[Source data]

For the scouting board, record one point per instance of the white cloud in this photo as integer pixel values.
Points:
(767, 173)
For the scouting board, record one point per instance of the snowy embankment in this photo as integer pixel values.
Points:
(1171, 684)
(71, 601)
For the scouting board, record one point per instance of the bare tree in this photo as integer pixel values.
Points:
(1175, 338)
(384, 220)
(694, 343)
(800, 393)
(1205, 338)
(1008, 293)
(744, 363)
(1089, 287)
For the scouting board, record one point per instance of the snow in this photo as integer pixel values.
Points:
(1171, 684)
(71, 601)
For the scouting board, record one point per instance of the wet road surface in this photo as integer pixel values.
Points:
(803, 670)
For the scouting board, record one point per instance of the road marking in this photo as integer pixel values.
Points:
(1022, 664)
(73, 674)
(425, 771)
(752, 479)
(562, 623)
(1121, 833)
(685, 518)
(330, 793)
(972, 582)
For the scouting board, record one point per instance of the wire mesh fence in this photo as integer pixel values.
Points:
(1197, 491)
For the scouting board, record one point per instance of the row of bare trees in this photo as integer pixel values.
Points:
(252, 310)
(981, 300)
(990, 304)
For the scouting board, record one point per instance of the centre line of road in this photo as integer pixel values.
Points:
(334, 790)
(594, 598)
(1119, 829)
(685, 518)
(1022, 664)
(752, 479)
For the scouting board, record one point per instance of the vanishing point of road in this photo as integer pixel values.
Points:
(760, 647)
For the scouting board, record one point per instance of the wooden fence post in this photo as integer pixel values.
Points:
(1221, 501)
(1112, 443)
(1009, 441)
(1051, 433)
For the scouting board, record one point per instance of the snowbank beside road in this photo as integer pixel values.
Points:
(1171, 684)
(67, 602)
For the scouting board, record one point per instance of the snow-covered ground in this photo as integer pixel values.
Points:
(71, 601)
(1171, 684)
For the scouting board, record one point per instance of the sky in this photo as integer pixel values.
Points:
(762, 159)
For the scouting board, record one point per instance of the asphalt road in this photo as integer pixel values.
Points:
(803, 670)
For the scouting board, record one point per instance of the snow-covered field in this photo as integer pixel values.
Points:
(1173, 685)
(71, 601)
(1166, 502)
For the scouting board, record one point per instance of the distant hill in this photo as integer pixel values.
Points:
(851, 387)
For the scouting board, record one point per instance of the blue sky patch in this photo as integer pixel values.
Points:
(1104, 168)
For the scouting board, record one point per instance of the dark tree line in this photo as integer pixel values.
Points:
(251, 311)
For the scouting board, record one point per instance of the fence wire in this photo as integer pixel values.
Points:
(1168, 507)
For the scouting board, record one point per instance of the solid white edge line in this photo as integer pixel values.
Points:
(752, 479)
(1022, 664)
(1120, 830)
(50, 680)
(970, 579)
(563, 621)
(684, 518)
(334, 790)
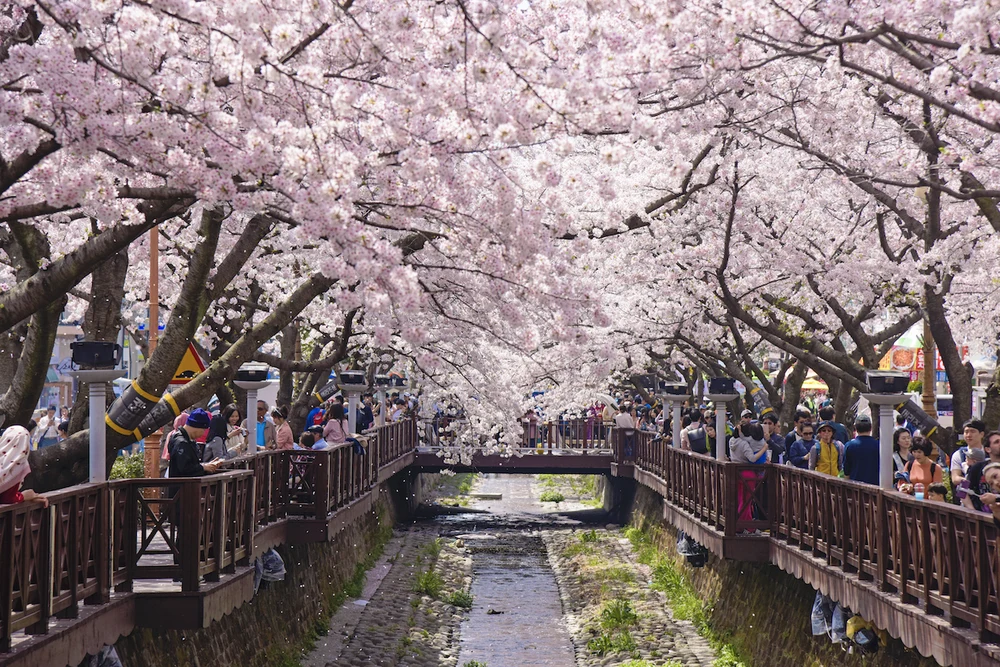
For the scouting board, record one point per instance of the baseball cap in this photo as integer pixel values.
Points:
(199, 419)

==

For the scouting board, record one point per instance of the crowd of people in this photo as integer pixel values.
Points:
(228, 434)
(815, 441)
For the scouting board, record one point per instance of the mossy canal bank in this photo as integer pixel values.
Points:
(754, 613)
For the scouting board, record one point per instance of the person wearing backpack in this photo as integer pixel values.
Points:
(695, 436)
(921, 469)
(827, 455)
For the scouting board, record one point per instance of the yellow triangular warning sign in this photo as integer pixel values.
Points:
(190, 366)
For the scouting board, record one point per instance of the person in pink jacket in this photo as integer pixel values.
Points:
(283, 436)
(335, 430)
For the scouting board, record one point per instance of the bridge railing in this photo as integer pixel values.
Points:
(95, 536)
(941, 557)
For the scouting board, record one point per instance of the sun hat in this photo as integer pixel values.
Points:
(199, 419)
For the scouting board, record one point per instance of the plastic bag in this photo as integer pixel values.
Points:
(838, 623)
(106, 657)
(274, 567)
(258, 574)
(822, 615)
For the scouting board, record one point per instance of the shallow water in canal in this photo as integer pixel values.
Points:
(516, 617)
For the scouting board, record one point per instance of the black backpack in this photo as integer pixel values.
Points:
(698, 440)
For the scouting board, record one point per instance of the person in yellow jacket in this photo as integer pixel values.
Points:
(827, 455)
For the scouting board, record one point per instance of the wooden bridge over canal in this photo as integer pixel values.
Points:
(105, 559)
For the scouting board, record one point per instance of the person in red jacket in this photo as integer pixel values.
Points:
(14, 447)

▸ **WHAT YOU NEED TO DO**
Check each line of the records for the word "white" and extract those that contain it.

▸ **EXERCISE SOLUTION**
For the scouting board, record one point per instance of the white cloud in this photo as integer pixel values.
For the scouting board, record one point per instance of the solid white edge line in this photo as integer pixel values.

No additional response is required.